- **COMPITO 1**: Secondo il brano sulla sentenza della Corte di giustizia, in quale paese ha presentato la domanda di protezione internazionale la cittadina turca di origine curda?

- **BRANO DA LEGGERE**:

Violenza sulle donne: la CGUE precisa le condizioni per beneficiare della protezione internazionale
Con la sentenza C-621/21, la Corte di Giustizia dell'Unione Europea si pronuncia sul tema della protezione internazionale interpretando la direttiva 2011/951 che riconosce la violenza contro le donne basata sul genere come una forma di persecuzione.

La questione origina dalla domanda di protezione internazionale presentata in Bulgaria da una cittadina turca di origine curda. La donna, di confessione musulmana e divorziata, adduce di essere stata costretta a sposarsi dalla sua famiglia, successivamente picchiata e minacciata dal marito, e temeva per la propria vita se fosse dovuta tornare in Turchia. Il giudice bulgaro investito della causa ha deciso di sottoporre talune questioni alla Corte di giustizia dell'Unione Europea.

- **RIGHE DI DATI**:
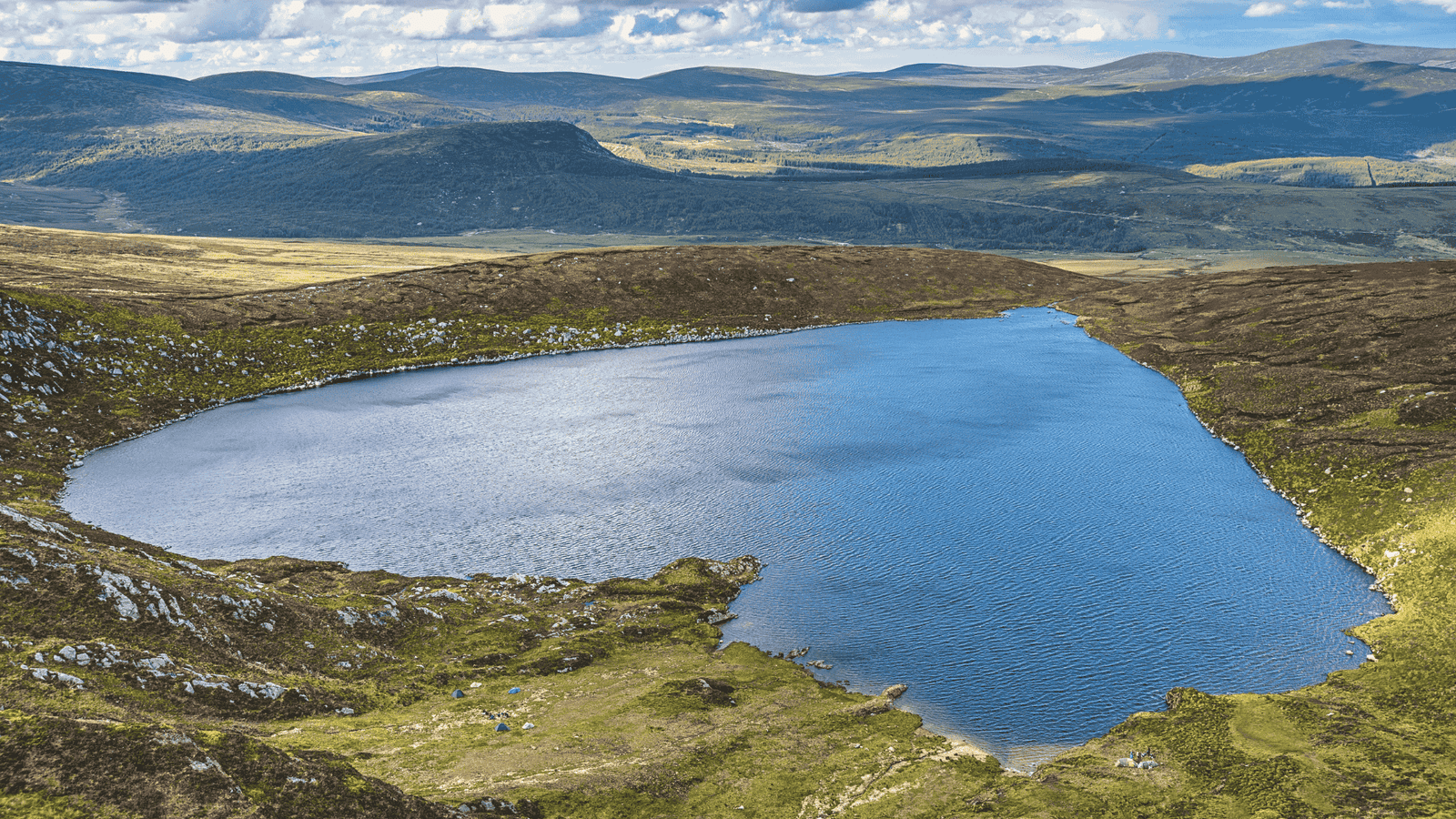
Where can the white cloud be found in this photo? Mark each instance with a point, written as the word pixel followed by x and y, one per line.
pixel 1087 34
pixel 1449 6
pixel 1264 9
pixel 322 36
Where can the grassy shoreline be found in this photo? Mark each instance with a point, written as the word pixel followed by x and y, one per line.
pixel 1266 359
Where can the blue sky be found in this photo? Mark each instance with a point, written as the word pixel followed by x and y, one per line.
pixel 191 38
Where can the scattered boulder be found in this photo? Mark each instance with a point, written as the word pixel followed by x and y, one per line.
pixel 878 704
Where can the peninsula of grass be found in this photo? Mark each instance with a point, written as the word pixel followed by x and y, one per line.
pixel 138 682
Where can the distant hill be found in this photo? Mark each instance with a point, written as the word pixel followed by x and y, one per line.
pixel 1172 66
pixel 906 157
pixel 269 80
pixel 1293 60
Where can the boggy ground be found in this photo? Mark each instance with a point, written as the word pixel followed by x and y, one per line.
pixel 142 683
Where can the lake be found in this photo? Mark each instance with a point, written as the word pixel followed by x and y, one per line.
pixel 1016 521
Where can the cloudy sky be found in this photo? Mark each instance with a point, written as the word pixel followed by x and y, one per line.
pixel 191 38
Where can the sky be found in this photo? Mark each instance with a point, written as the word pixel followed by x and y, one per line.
pixel 193 38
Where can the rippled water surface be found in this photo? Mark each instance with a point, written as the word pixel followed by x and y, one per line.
pixel 1023 525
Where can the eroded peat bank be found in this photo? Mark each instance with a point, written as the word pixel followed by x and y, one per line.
pixel 142 682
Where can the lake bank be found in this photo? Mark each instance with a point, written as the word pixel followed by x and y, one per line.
pixel 1006 489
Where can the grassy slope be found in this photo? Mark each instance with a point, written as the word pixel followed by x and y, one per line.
pixel 269 155
pixel 1289 363
pixel 86 372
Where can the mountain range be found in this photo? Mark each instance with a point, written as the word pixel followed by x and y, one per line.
pixel 917 155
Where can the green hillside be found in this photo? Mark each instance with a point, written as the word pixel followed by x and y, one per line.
pixel 750 155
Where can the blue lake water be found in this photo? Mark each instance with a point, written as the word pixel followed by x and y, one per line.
pixel 1016 521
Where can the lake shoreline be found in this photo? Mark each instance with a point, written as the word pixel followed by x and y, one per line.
pixel 1398 540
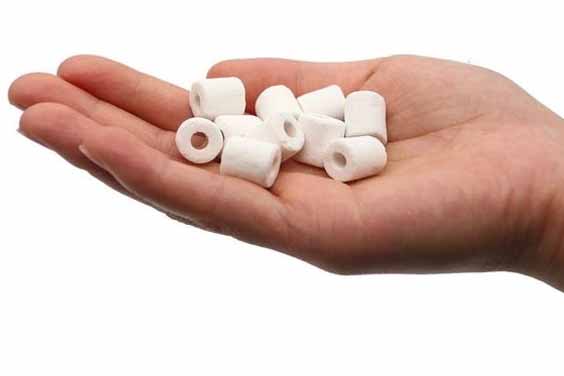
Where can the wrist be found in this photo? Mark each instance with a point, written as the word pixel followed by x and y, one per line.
pixel 546 261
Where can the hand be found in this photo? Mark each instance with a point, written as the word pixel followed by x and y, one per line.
pixel 474 180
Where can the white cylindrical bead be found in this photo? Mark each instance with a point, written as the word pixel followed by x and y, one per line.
pixel 237 125
pixel 212 97
pixel 281 129
pixel 354 158
pixel 365 115
pixel 276 99
pixel 252 160
pixel 328 101
pixel 210 137
pixel 319 131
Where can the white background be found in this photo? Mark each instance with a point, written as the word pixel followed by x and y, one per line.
pixel 92 283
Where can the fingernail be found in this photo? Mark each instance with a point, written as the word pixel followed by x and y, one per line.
pixel 89 156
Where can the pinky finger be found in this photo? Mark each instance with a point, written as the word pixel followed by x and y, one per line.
pixel 214 202
pixel 61 129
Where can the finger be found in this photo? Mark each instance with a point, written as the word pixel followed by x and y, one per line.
pixel 223 204
pixel 158 102
pixel 34 88
pixel 61 129
pixel 300 77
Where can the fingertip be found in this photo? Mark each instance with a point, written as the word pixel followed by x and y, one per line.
pixel 76 65
pixel 40 118
pixel 25 89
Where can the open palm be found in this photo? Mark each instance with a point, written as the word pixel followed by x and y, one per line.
pixel 468 151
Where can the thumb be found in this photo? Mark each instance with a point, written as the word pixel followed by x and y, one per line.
pixel 301 77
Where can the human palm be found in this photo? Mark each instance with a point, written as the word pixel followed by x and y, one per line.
pixel 472 181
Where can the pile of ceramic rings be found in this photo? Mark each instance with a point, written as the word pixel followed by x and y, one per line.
pixel 345 136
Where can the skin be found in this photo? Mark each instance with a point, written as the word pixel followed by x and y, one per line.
pixel 474 179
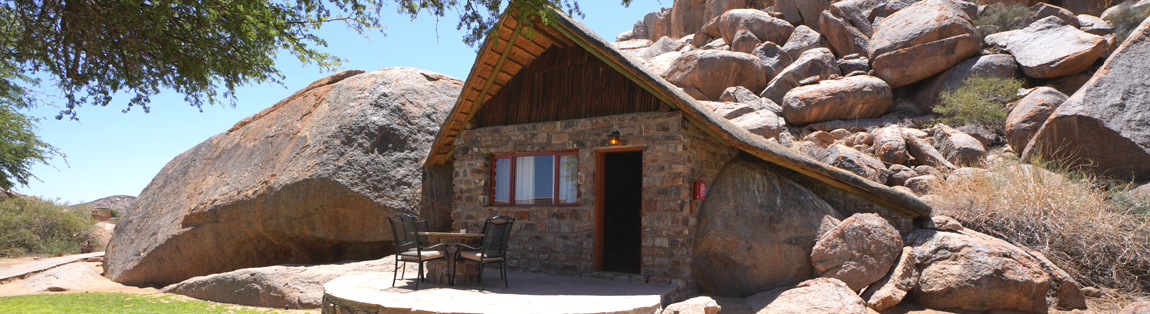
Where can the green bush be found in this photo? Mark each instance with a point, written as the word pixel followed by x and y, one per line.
pixel 1096 231
pixel 1126 18
pixel 1004 17
pixel 980 100
pixel 32 226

- **COMPITO 2**: Riporta l'elenco dall'inizio fino alla riga che contiene "pixel 1266 359", compresa, e sostituisci "photo" con "image" senza cambiare nient'altro. Lascia fuori le immagini.

- **RISPOSTA SCRITTA 1**: In Bulgaria.

- **RISPOSTA SCRITTA 2**:
Where can the white cloud be found in this image? Mark each instance with a point, written as the word pixel followed by x and y, one per line.
pixel 1087 34
pixel 1449 6
pixel 1264 9
pixel 322 36
Where can the grassy shoreline be found in this image? Mark each instance with a point, written as the word pixel followed by x and y, one per line.
pixel 1266 359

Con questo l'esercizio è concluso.